Job: Lay out the lines between the one holding "Spot the dry" and the one holding "(1247, 787)", inclusive, as a Markdown table with the columns Row and Line Text. Number each row and leave out blank lines.

────

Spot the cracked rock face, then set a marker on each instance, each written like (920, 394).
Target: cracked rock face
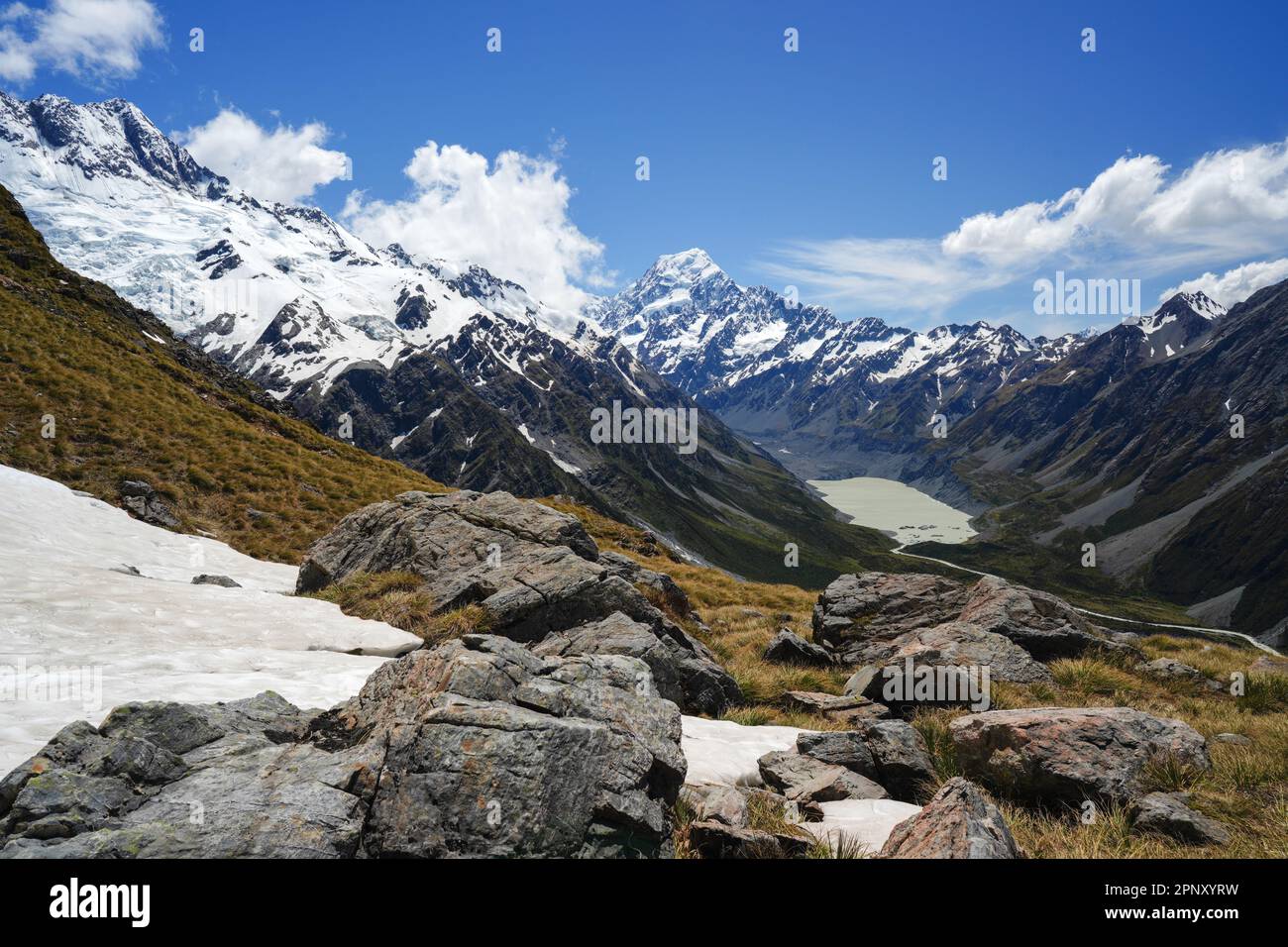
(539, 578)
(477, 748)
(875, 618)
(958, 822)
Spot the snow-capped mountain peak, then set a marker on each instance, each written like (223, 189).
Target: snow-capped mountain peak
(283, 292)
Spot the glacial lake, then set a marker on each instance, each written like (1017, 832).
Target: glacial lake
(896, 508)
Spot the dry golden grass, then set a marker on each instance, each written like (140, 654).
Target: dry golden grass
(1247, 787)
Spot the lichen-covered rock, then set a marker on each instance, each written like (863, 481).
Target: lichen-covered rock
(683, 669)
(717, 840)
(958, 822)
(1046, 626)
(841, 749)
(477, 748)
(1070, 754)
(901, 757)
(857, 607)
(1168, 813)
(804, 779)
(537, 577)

────

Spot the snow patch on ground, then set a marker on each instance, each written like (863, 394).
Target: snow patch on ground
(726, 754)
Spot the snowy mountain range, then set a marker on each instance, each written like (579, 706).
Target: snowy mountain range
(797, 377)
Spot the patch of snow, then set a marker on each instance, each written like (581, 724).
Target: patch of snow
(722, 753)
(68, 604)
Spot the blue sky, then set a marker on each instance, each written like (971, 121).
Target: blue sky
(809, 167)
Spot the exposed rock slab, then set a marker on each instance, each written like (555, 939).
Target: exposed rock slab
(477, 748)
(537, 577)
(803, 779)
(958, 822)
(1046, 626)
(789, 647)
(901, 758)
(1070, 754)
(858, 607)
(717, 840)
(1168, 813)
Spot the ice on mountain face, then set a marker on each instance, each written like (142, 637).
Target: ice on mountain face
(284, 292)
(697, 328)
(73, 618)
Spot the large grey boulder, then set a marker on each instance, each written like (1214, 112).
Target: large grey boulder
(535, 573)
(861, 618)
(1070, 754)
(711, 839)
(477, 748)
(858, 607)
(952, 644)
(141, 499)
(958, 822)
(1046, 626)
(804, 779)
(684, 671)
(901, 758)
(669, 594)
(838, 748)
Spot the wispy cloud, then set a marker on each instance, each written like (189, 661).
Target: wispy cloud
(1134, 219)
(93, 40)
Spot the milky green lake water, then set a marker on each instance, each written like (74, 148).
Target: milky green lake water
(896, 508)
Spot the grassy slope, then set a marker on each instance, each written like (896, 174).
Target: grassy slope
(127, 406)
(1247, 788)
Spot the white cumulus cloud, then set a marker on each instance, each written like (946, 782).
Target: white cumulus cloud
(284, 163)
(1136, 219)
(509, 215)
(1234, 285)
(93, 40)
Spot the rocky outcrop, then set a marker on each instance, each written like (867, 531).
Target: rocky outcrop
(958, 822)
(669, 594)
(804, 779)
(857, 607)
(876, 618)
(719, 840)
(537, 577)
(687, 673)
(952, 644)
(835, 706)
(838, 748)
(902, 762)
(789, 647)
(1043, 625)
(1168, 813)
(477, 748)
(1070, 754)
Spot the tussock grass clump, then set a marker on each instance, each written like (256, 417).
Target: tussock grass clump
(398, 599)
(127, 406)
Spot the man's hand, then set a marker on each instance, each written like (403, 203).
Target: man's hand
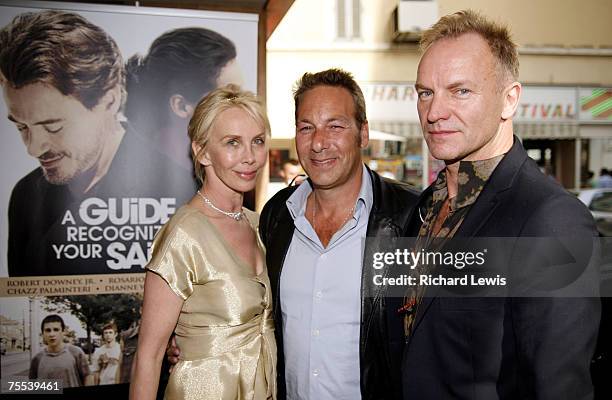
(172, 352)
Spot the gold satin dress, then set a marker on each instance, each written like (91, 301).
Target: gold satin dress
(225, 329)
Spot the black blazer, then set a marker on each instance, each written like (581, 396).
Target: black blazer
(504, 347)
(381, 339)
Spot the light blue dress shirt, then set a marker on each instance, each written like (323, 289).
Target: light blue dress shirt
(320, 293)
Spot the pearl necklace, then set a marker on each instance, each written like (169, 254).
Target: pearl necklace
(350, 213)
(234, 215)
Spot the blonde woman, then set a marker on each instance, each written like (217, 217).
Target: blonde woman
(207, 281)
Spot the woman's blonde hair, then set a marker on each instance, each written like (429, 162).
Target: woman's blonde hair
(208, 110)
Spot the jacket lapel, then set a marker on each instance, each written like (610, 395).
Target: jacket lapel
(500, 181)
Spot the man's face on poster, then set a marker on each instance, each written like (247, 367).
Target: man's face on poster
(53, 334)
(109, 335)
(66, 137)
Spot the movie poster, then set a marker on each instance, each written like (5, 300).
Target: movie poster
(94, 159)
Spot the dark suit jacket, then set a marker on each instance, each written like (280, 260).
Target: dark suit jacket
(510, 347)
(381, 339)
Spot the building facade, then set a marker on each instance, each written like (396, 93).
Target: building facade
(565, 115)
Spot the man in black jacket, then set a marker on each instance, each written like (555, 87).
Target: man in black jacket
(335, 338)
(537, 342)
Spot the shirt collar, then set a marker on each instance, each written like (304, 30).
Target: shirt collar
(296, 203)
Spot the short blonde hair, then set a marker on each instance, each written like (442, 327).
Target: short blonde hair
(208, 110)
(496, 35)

────

Task answer:
| Row | Line Text |
|---|---|
| 1 | Spot the dry golden grass, then set a marker on each instance, each written like (140, 654). |
| 2 | Target: dry golden grass |
| 3 | (1247, 787) |